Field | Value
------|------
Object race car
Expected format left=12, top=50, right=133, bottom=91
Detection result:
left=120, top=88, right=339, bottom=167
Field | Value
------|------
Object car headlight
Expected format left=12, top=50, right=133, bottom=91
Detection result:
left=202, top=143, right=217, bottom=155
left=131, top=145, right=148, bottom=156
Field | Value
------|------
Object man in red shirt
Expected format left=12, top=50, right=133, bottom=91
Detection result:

- - - - -

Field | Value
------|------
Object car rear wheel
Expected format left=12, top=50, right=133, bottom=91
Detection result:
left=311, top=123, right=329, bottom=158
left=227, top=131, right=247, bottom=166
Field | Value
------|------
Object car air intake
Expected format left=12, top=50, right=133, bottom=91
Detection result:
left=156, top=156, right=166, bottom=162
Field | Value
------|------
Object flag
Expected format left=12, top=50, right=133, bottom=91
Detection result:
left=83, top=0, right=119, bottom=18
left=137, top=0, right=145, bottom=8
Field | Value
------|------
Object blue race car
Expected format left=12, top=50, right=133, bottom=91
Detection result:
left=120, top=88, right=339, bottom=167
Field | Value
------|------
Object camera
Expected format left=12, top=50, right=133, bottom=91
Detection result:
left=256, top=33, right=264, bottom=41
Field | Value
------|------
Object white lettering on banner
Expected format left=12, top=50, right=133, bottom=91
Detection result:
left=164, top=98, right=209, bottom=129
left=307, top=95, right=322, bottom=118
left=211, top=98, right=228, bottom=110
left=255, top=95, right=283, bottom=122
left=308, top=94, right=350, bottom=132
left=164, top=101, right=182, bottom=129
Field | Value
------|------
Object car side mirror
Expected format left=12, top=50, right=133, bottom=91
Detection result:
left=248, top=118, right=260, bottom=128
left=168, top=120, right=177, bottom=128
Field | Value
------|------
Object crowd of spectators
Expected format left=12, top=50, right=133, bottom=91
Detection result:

- - - - -

• _GIVEN REQUEST_: Count the lines in the items above that contain the string "Object", with case counting. Reply with the number alone.

• _TASK RESPONSE_: 11